=== WHAT YOU WILL DO ===
Reproduce the records below exactly, leaving their images out.

=== DATA SECTION ===
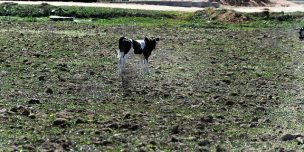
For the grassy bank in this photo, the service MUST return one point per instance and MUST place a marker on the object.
(219, 81)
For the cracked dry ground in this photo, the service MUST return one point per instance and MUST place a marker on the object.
(208, 89)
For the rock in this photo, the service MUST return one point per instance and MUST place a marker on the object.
(21, 110)
(42, 78)
(220, 149)
(260, 109)
(204, 143)
(34, 101)
(25, 112)
(207, 119)
(287, 137)
(60, 122)
(229, 103)
(32, 116)
(49, 91)
(300, 140)
(80, 121)
(176, 129)
(143, 149)
(127, 116)
(174, 139)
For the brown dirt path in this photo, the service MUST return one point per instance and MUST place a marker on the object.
(277, 6)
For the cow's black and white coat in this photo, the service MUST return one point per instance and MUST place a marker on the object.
(142, 48)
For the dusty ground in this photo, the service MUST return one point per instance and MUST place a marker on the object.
(209, 89)
(280, 5)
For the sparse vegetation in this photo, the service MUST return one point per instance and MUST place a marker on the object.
(214, 84)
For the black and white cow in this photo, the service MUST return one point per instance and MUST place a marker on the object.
(142, 48)
(301, 32)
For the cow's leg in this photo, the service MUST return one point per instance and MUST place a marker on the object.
(145, 63)
(121, 62)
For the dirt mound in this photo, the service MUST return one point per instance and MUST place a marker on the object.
(229, 16)
(244, 2)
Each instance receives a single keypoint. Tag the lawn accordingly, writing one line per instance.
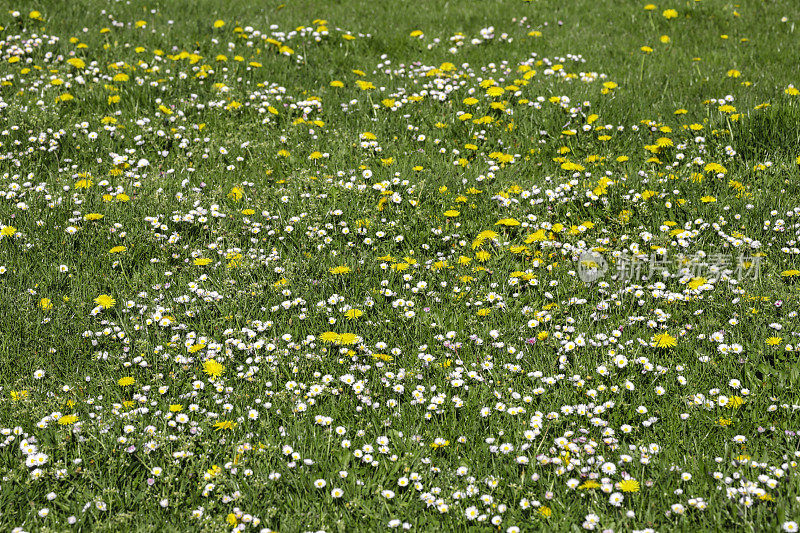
(431, 266)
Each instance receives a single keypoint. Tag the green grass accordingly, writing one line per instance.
(234, 294)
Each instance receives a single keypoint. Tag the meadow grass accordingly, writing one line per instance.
(355, 266)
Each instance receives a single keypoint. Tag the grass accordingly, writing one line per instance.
(300, 266)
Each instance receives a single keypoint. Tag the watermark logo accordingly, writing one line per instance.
(591, 266)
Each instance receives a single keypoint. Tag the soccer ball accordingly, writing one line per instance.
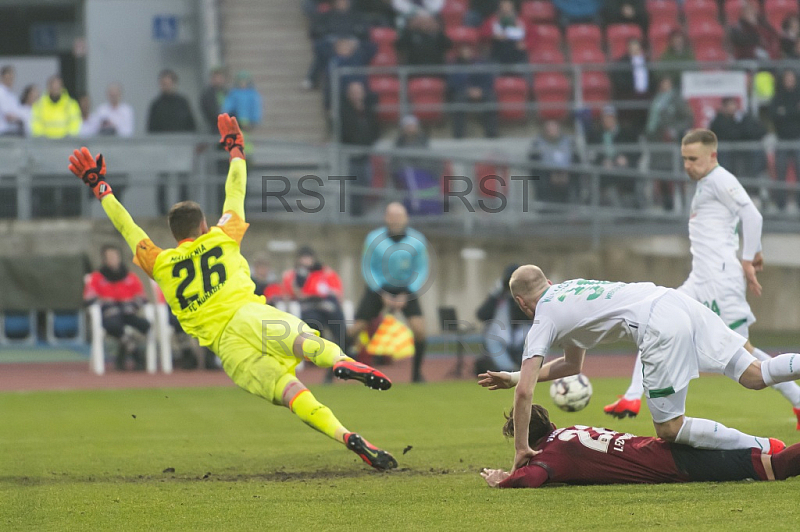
(571, 393)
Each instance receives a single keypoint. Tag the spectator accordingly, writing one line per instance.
(359, 127)
(677, 51)
(554, 148)
(12, 117)
(752, 37)
(506, 32)
(212, 98)
(505, 325)
(472, 87)
(633, 82)
(395, 269)
(120, 294)
(111, 118)
(29, 96)
(319, 291)
(55, 115)
(244, 101)
(736, 125)
(170, 111)
(785, 114)
(578, 11)
(422, 41)
(790, 33)
(267, 283)
(341, 22)
(616, 191)
(669, 117)
(626, 12)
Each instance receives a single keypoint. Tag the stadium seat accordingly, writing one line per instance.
(538, 12)
(706, 34)
(546, 56)
(543, 36)
(665, 11)
(65, 326)
(427, 96)
(596, 90)
(700, 10)
(587, 55)
(453, 14)
(512, 95)
(581, 34)
(384, 57)
(777, 10)
(383, 37)
(659, 33)
(18, 327)
(618, 35)
(387, 88)
(553, 92)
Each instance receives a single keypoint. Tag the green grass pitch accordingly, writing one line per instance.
(82, 461)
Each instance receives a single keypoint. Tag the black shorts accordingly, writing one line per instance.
(704, 465)
(371, 305)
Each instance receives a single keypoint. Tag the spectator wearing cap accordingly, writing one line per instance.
(319, 291)
(472, 87)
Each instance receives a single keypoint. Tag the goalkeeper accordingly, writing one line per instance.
(206, 282)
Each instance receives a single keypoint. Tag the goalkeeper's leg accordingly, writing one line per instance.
(295, 396)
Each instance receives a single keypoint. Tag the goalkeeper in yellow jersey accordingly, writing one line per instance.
(206, 281)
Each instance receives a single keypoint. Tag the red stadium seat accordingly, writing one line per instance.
(387, 88)
(512, 91)
(538, 12)
(383, 37)
(777, 10)
(546, 56)
(663, 11)
(659, 33)
(711, 54)
(453, 14)
(587, 55)
(543, 36)
(618, 36)
(579, 34)
(553, 93)
(427, 92)
(706, 33)
(384, 57)
(700, 9)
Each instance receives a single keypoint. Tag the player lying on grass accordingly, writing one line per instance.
(718, 279)
(677, 338)
(206, 282)
(587, 455)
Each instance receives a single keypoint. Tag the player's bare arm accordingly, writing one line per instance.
(523, 398)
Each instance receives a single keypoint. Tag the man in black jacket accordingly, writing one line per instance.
(170, 111)
(785, 114)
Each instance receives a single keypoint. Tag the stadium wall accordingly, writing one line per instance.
(465, 269)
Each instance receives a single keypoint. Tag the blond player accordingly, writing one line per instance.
(718, 279)
(206, 282)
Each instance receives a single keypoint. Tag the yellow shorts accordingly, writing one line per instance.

=== EXERCISE OUTPUT ===
For the grassy bank in this photo, the service MUST return one point per instance and MUST place a marker on the object.
(219, 81)
For the cracked dry ground in this photo, the service MUST return one point per instance and MUST place a marker on the object.
(208, 89)
For the rock in this photo, the service MUST return one point per instance and MUST place a marker on the object.
(21, 110)
(42, 78)
(220, 149)
(260, 109)
(204, 143)
(34, 101)
(25, 112)
(207, 119)
(287, 137)
(60, 122)
(229, 103)
(32, 116)
(49, 91)
(300, 140)
(80, 121)
(176, 129)
(143, 149)
(127, 116)
(174, 139)
For the brown dirt path in this photo, the service MUST return one point per instance and MUST place a marker on the object.
(277, 6)
For the cow's black and white coat in this photo, the service MUST return one point per instance and MUST place a marker on the object.
(142, 48)
For the dusty ground in this photo, the service MUST return one point per instance and MUST place a marker on the object.
(209, 89)
(280, 5)
For the sparse vegetation in this photo, the service MUST return one point per instance and MUST place a marker on the object.
(214, 84)
For the black and white cow in this photo, the service MUST return one point per instance and MUST place a marker on the object.
(142, 48)
(301, 32)
For the cow's leg in this photo, the service MUST return one point per instance and MUST place a marker on the object.
(145, 63)
(121, 62)
For the dirt mound in this photo, the service MUST return one point per instance and MUST place a marker on the object.
(229, 16)
(244, 2)
Each instance receives a single keypoint. Tag the lawn accordingly, writing one line per instance.
(431, 266)
Each instance receives a single keypoint. Tag the green grass accordingly, writing one line per instance.
(234, 294)
Each instance receives a single keypoint. Tag the meadow grass accordingly, writing one line per instance.
(355, 266)
Each instance receives a single keypoint. Tag the grass accordingly, writing one line per instance.
(300, 266)
Each instance receives a single keypoint. Tag the watermark logo accordingly, writing one line per instance.
(591, 266)
Each instance receives a single keypoint. Tag the soccer ball accordingly, writing one line per instance.
(571, 393)
Each instance receives a single keypoint. Tag the spectator accordingly, writing one line per instance.
(359, 127)
(677, 51)
(554, 148)
(12, 117)
(752, 37)
(506, 32)
(212, 98)
(505, 325)
(472, 87)
(633, 82)
(395, 269)
(120, 294)
(111, 118)
(29, 96)
(319, 291)
(55, 115)
(244, 101)
(736, 125)
(170, 111)
(785, 114)
(578, 11)
(422, 41)
(790, 33)
(267, 283)
(341, 22)
(616, 191)
(669, 117)
(626, 12)
Each instance receives a single keypoint. Tag the stadium seat accordingly, writing one line per instance.
(538, 12)
(706, 34)
(546, 56)
(543, 36)
(665, 11)
(65, 326)
(427, 96)
(596, 90)
(700, 10)
(587, 55)
(453, 14)
(512, 95)
(581, 34)
(384, 57)
(777, 10)
(383, 37)
(659, 33)
(18, 327)
(618, 35)
(387, 88)
(553, 92)
Each instance receives a single keypoint. Tag the green grass pitch accordingly, writing one line per instance.
(82, 461)
Each instance receives a single keypoint. Tag the black shorts accordingly, writing one line per instance.
(704, 465)
(371, 305)
Each instance receives a single keypoint. Tag the spectator wearing cap accordingly, writing one line per instance.
(319, 291)
(472, 87)
Each instance receives a single keypoint. Tag the goalkeeper accordingly, writing one line per instance.
(206, 282)
Each instance receives a single keypoint. Tag the goalkeeper's leg accordingly, writing one line per instance.
(295, 396)
Each instance receives a single keypoint. Tag the goalkeeper in yellow jersey accordingly, writing one line per instance.
(206, 281)
Each instance receives a single keypoint. Tag the red stadium seat accordingly, writing one line per instance.
(387, 88)
(512, 91)
(538, 12)
(383, 37)
(777, 10)
(546, 56)
(663, 11)
(659, 33)
(711, 54)
(453, 14)
(587, 55)
(543, 36)
(618, 36)
(579, 34)
(553, 93)
(427, 92)
(706, 33)
(384, 57)
(700, 9)
Each instance receives a single keypoint. Tag the player lying on grass accordingly, writing one line per instance.
(718, 279)
(677, 338)
(206, 282)
(587, 455)
Each instance receives a single keypoint. Tag the player's bare arm accordingly, writing one line per instance.
(523, 398)
Each instance receives a single keypoint. Tag the man in black jacket accordingly, writing one line per instance.
(170, 111)
(785, 114)
Each instance receives a single keypoint. Tag the stadium wall accordingly, writing one line per instance.
(465, 269)
Each instance receives a single keypoint. Tag the blond player accordingly, writing one line per instance.
(718, 279)
(206, 282)
Each instance receives a single keypoint. Tag the yellow shorts accordingly, writing one line per instance.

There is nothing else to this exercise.